• Required action
There is a line containing "# provide the" in the entries below. Repeat that line and every line after it exactly, and nothing more.

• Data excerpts
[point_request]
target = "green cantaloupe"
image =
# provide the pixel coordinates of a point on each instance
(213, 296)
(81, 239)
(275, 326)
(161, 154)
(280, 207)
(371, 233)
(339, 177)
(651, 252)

• Result
# provide the pixel coordinates of a point on each instance
(213, 296)
(81, 239)
(275, 326)
(161, 154)
(280, 207)
(371, 233)
(339, 177)
(651, 252)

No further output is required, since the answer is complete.